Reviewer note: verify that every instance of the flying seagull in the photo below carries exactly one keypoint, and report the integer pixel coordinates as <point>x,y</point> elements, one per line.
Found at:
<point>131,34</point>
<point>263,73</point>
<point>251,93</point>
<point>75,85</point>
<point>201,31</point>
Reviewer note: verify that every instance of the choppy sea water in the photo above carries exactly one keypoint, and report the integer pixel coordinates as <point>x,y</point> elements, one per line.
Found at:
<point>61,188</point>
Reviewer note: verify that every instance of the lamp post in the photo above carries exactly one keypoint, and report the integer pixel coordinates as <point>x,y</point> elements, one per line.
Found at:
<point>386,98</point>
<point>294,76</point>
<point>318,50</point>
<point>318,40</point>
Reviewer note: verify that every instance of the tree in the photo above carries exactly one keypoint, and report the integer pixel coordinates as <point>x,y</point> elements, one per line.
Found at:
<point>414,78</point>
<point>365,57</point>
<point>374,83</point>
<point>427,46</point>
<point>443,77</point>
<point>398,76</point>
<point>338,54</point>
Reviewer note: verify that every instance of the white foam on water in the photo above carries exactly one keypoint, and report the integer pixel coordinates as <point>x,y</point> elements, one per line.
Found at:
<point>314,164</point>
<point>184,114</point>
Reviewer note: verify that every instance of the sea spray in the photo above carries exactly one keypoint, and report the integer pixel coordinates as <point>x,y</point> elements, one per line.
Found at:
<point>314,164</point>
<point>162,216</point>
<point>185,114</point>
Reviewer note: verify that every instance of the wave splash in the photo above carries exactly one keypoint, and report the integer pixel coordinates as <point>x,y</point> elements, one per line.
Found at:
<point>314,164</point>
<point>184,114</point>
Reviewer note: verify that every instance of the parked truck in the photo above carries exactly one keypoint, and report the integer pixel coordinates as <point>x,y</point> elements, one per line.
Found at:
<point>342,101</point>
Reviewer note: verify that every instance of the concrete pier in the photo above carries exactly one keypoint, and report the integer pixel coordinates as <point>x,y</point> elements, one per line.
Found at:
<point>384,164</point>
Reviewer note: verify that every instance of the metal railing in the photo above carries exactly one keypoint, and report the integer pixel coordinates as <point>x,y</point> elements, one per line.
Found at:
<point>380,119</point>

----------------------------------------

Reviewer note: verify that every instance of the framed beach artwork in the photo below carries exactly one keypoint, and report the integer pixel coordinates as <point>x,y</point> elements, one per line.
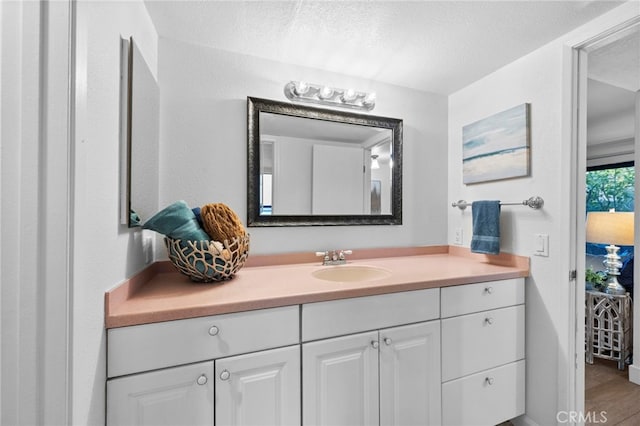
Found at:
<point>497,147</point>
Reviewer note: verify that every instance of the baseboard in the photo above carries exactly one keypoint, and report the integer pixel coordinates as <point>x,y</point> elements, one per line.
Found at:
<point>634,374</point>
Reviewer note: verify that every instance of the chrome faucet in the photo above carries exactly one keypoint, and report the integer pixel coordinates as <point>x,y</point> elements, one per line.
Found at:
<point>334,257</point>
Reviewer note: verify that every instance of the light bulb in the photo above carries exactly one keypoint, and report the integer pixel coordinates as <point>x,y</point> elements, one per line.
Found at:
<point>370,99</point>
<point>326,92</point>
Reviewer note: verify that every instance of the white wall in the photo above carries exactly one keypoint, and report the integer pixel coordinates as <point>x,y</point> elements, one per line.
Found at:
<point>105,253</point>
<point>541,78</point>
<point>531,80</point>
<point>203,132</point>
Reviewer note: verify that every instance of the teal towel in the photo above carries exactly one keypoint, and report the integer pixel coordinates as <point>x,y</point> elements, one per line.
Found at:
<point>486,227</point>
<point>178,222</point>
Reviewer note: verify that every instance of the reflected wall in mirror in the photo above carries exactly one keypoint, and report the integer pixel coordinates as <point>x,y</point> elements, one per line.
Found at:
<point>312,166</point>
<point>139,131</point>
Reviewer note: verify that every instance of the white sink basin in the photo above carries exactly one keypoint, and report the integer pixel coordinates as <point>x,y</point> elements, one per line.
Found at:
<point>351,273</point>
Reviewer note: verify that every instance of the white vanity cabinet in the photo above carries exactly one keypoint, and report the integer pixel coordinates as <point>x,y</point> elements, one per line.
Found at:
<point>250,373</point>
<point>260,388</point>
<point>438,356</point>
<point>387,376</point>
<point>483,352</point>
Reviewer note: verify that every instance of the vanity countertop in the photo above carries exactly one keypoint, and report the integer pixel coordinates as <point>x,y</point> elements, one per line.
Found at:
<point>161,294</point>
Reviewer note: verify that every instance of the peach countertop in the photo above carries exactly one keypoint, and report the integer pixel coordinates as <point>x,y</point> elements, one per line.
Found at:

----------------------------------------

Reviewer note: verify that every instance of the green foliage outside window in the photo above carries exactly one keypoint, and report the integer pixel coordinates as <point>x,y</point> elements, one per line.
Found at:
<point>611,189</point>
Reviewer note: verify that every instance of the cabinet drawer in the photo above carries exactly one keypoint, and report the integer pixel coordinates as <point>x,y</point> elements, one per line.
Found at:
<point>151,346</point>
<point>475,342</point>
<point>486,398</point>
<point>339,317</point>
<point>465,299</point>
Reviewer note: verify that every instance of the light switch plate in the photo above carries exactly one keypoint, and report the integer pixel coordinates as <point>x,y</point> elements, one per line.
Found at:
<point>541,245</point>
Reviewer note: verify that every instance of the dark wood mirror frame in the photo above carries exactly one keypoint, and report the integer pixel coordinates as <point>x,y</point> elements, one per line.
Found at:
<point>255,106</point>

----------------------------------------

-- Request --
Retype the lines of the records that open with the line containing "Reviewer note: verify that every instance of the tree" and close with the line containing "<point>342,101</point>", keeping both of those lines.

-- Right answer --
Reviewer note: verify that every instance of the tree in the photo above carries exactly one keypoint, and report the integer pixel coordinates as <point>x,y</point> elements, one per line.
Found at:
<point>414,78</point>
<point>365,57</point>
<point>374,83</point>
<point>427,46</point>
<point>443,77</point>
<point>398,76</point>
<point>338,54</point>
Reviewer note: verify that every instance of the white foam on water in the photo above carries exactly one keypoint, and report the integer pixel coordinates as <point>x,y</point> elements, one per line.
Found at:
<point>314,164</point>
<point>184,114</point>
Reviewer note: verify that every instance of the sea spray in the photo above carries exactly one keypoint, and report the integer pixel coordinates as <point>x,y</point> elements, one per line.
Found at:
<point>314,164</point>
<point>162,216</point>
<point>185,114</point>
Reviewer note: verify that every instance of the wave splash in the photo above carries exactly one keypoint, and report the integer pixel coordinates as <point>x,y</point> elements, one per line.
Found at:
<point>314,164</point>
<point>184,114</point>
Reviewer note: verify that every instance of the parked truck in the photo above carries exactly one keypoint, and report the integer pixel coordinates as <point>x,y</point> elements, one per line.
Found at:
<point>342,101</point>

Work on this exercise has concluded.